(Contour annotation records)
— BEGIN —
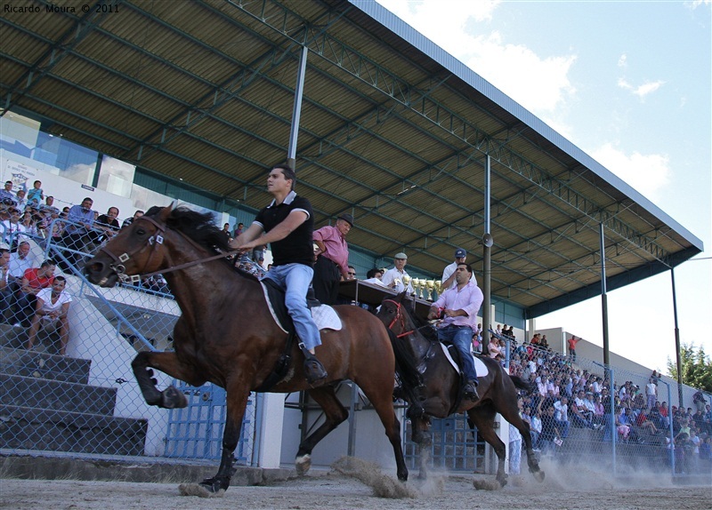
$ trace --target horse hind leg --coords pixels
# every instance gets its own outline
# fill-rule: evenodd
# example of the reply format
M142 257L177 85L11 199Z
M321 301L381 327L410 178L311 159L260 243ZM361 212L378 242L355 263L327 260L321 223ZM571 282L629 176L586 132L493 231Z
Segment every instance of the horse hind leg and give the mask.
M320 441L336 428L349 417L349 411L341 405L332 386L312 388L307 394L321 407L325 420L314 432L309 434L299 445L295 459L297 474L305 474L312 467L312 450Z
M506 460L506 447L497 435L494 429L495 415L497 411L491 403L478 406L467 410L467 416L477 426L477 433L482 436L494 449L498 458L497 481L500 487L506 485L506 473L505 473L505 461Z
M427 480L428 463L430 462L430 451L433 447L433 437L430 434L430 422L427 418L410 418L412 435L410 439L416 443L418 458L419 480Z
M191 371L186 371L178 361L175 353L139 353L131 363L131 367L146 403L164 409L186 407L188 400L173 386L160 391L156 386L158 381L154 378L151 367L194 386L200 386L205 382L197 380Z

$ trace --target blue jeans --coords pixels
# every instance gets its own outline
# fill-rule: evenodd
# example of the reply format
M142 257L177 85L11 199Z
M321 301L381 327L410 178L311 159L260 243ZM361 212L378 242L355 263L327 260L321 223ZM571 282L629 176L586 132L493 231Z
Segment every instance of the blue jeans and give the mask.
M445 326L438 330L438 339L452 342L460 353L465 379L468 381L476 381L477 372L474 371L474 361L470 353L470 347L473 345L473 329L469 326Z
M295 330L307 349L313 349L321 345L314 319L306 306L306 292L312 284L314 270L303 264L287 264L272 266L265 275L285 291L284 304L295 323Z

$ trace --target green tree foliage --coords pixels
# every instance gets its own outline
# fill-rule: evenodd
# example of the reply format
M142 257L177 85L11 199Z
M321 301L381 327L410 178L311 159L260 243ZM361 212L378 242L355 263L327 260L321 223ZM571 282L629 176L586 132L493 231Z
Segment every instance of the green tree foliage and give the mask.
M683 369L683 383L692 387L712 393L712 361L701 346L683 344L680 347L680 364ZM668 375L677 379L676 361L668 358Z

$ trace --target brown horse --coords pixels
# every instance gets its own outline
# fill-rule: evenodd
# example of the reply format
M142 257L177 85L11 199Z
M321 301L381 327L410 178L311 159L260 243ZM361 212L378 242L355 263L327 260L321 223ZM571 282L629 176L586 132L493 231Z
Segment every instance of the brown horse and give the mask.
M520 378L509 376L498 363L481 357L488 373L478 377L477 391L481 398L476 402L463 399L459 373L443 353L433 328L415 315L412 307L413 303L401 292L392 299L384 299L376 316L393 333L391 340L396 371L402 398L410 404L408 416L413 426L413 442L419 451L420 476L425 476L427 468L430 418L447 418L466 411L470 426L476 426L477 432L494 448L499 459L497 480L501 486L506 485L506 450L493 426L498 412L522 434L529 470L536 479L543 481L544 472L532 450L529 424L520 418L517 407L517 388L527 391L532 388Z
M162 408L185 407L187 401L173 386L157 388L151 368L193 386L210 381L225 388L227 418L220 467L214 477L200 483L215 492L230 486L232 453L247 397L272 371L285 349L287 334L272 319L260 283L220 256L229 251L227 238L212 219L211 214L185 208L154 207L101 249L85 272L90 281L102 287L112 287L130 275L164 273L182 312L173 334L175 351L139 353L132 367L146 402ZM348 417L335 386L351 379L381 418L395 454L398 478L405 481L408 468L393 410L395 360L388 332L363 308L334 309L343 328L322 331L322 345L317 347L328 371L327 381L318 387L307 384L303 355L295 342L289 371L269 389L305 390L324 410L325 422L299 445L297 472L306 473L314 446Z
— END —
DIRECTIONS - Convert everything above from the line containing "jeans --coords pixels" down to the line containing "Segment every instance of the blue", both included, into a Markdown table with the columns Row and Line. Number each line in Row and leave out any blank lines.

WRITTEN ANSWER -
| Row | Line |
|---|---|
| 1 | $ trace --target blue jeans --coords pixels |
| 2 | # every instance gets its own outline |
| 3 | # fill-rule: evenodd |
| 4 | # example of the reply format |
| 5 | M142 257L177 85L11 199Z |
| 6 | M321 301L381 327L410 178L311 159L260 243ZM361 212L378 242L355 263L327 260L321 223ZM571 282L629 176L586 132L493 231Z |
| 7 | Segment every instance of the blue jeans and give the mask. |